(TASK OBJECTIVE): Pick out each line in the records below that contains the word "white", and copy those lines.

Point placement records
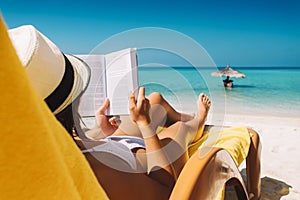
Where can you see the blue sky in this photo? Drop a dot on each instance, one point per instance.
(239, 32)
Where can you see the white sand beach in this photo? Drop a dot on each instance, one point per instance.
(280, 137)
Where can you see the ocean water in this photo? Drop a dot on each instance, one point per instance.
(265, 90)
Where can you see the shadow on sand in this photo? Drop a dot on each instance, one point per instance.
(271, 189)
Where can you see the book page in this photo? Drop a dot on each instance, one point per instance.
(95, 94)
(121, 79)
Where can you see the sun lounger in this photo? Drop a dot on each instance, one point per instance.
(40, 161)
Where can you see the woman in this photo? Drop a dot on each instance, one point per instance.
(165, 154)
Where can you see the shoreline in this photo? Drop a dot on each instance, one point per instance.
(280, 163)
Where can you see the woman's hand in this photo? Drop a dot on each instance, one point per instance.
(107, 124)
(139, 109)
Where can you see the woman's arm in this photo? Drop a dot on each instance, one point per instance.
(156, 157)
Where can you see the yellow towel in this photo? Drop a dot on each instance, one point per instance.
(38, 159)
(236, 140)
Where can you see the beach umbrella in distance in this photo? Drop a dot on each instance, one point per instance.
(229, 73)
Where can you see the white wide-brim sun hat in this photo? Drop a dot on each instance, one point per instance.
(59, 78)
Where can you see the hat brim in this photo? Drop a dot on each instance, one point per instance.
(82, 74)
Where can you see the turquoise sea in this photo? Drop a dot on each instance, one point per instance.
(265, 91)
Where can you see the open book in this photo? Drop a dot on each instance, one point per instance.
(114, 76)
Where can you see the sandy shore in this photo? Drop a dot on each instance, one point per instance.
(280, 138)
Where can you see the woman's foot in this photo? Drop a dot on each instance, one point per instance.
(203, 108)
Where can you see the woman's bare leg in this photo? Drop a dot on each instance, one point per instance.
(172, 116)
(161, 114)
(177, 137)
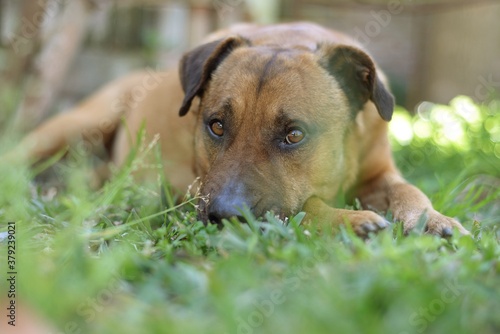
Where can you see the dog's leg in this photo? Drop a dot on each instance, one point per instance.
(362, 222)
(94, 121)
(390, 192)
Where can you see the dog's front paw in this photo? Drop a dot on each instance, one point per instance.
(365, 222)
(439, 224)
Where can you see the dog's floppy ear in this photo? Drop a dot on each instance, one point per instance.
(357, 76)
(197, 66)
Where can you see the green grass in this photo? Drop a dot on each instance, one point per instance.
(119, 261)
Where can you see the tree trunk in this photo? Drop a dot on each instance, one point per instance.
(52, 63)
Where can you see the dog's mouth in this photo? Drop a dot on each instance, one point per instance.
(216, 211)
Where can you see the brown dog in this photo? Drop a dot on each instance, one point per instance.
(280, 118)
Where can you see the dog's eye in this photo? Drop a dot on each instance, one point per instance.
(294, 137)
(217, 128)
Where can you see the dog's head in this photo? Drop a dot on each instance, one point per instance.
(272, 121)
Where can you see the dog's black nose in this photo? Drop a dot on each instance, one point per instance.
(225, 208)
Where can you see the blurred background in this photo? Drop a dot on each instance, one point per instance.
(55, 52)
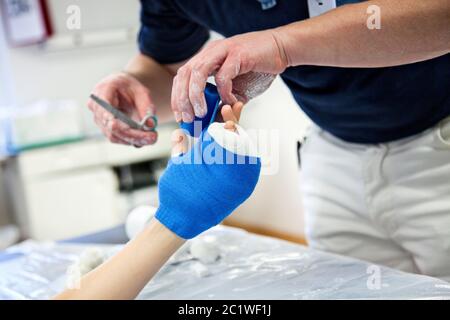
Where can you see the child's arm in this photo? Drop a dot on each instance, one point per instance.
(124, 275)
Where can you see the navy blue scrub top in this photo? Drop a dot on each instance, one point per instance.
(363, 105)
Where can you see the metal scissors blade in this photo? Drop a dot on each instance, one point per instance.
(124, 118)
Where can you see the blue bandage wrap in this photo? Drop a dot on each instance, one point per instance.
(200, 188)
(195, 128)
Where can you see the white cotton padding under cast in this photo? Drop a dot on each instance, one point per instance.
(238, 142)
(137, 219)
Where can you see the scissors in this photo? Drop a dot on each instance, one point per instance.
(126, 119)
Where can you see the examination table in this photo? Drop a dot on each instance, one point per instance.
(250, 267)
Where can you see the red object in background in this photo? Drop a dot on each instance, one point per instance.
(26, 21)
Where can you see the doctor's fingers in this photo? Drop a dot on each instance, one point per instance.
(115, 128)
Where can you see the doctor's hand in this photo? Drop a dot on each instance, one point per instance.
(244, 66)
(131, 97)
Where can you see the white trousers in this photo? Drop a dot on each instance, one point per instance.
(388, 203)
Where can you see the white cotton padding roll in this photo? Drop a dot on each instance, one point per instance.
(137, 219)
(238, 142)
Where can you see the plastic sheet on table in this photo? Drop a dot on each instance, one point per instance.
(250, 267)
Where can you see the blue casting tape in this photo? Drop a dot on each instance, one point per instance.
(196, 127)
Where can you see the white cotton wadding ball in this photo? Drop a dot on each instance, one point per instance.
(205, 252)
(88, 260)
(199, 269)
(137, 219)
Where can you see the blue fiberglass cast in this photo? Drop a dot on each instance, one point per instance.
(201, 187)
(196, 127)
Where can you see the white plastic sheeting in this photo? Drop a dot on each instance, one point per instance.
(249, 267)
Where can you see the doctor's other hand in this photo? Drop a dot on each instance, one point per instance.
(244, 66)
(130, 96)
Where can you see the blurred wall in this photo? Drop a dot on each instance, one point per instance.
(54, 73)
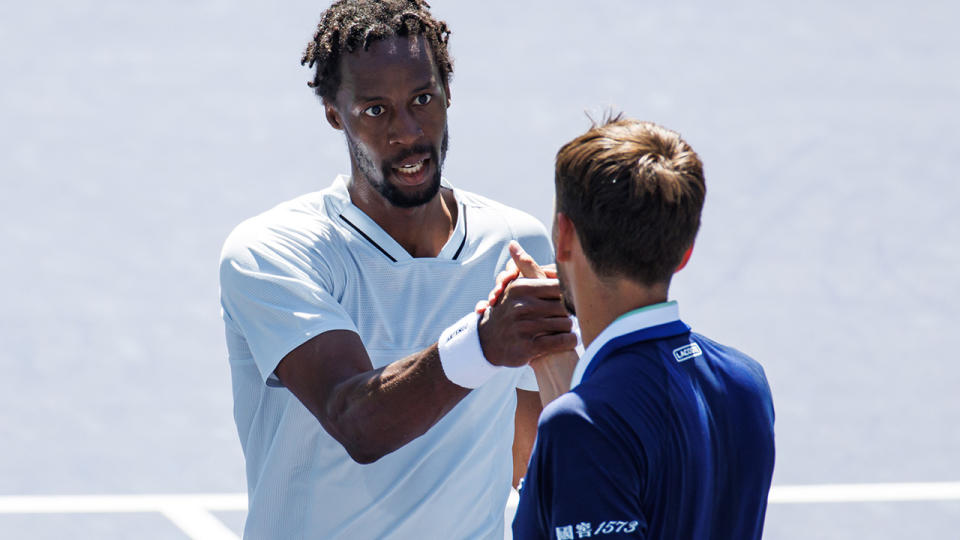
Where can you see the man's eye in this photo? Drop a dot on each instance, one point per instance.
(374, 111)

--

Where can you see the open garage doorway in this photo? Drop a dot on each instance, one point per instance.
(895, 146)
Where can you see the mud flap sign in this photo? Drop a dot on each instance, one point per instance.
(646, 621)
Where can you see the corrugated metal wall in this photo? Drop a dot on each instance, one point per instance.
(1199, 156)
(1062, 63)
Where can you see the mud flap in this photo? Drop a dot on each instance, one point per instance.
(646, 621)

(CORRECT RESULT):
Where can you see the white sand beach in this photo? Drop a dot on each instance, one point per instance.
Where can you see the white wide-brim sun hat in this photo? Drop a dot on each instance, one point per instance.
Where can you see the white cotton padding under cast in this photo? Drop a dot on each instance, one point per instance.
Where can you see the white trousers in this photo? Drop a dot on each instance, one point per instance.
Where can you see the white cotton padding roll in this photo? Drop a dot on each instance, one point per instance.
Where can you see the white cotton wadding ball in this photo? Drop a dot on each instance, one point per instance.
Where can you see the white plastic sheeting in this photo? Drop a dot on each instance, one point per instance.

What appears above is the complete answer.